◆ **EXTRAIT FOURNI**:
══════

On achève bien les canards
Que les choses soient claires. Je suis plutôt perçue comme une fille sympa bourrée d'humour. Ayant pratiqué avec plus ou moins de constance la musique, le théâtre et le chant, je sais aussi tous les efforts consentis pendant des semaines et des mois de répétition, pour assurer LE spectacle de fin d'année. Dans ma vie passée de journaliste, j'étais toujours d'une indulgence presque suspecte pour les amateurs se risquant sur une scène, quelle que soit la discipline choisie. Ne JAMAIS pourrir les gens qui osent se produire en public, telle était ma devise.
Et puis en ce dimanche après-midi de fête des mères, je suis allée encourager ma maman qui fait partie d'une chorale. Ca ne m'enchantait pas. Je ne cache pas ma rancoeur envers Christophe Barratier, qui a laissé croire à des milliers (des dizaines de milliers ?) de personnes sans talent particulier qu'elles pouvaient CHANTER en PUBLIC. Mais enfin, c'est ma mère.

══════

Données de localisation de points:

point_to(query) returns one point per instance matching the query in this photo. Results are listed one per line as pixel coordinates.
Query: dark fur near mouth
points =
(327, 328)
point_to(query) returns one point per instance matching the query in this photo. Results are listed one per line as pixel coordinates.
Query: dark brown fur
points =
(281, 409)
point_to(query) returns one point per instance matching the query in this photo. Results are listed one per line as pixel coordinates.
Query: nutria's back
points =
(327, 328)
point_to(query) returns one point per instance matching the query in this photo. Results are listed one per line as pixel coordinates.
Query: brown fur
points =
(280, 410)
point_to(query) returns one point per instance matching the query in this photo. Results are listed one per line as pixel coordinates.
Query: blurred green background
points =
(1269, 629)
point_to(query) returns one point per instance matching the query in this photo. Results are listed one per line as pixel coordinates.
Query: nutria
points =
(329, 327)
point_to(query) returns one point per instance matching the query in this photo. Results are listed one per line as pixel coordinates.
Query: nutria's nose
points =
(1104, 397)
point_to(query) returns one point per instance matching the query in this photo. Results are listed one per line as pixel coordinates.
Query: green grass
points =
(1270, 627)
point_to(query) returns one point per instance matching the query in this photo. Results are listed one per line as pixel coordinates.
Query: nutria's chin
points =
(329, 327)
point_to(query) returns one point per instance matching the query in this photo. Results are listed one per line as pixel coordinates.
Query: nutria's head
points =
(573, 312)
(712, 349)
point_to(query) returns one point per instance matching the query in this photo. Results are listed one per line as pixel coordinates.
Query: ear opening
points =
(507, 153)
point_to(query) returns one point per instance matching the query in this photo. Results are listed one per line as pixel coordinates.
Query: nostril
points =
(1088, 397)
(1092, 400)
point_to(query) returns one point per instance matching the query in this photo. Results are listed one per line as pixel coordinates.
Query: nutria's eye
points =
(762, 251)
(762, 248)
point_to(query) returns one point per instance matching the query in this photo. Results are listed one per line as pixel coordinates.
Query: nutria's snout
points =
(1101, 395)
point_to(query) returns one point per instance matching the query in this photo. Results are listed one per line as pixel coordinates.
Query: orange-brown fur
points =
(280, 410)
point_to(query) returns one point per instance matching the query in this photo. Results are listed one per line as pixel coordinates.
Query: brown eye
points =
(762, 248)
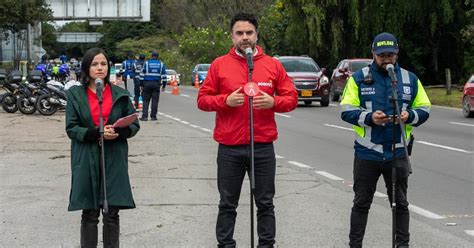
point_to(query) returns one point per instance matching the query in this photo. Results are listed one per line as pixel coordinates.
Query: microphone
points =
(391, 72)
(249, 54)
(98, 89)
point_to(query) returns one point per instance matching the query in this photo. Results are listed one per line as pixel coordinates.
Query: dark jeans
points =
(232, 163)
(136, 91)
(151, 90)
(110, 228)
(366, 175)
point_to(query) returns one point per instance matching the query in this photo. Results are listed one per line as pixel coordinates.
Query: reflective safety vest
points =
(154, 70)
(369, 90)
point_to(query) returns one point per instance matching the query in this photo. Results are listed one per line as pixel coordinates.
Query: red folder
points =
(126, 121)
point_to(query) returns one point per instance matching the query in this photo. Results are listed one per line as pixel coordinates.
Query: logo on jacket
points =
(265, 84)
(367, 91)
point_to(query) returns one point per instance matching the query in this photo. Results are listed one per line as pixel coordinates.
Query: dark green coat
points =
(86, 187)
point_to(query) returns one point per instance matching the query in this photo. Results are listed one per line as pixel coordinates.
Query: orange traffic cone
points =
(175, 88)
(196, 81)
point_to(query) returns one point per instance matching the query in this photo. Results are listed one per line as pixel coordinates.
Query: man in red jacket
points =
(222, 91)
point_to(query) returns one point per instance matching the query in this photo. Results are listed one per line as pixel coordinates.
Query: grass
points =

══════

Donnez la suite de l'extrait sur la chorale, à partir de sa dernière phrase. Les enregistrements forment un matériau à part, distinct de l'extrait sur la chorale.

Et là, l'esprit de Florence Foresti - celle d'avant la maternité - a pris possession du mien. La première partie était assurée par les adorables mômes de l'école primaire du village. Bouilles à croquer, sourires édentés, rubans dans les cheveux pour les petites filles et cravates pour les petits garçons.
Ils ont ouvert la bouche.
Mon cauchemar a commencé. Un cauchemar qui ressemblait aux Oiseaux d'Hitchcock, sauf qu'à la place des mouettes et des corbeaux, c'étaient des canards qui s'envolaient dans tous les sens. J'ai senti mes yeux s'agrandir d'horreur. Ces gamins, ils venaient directement du Village des damnés, ils auraient fait exploser le cerveau des Martiens de Mars Attacks, mais personne ne s'en rendait compte, tout le monde souriait bêtement, ça flashait dans tous les sens. J'aurais voulu me lever et crier : "Partez, fuyez, ils vont vous transformer en légumes !", mais je ne pouvais plus bouger, j'étais paralysée par les cris stridents.
Une demi-heure, ça a duré. Et j'ai applaudi comme les autres, un rictus coincé en travers du visage...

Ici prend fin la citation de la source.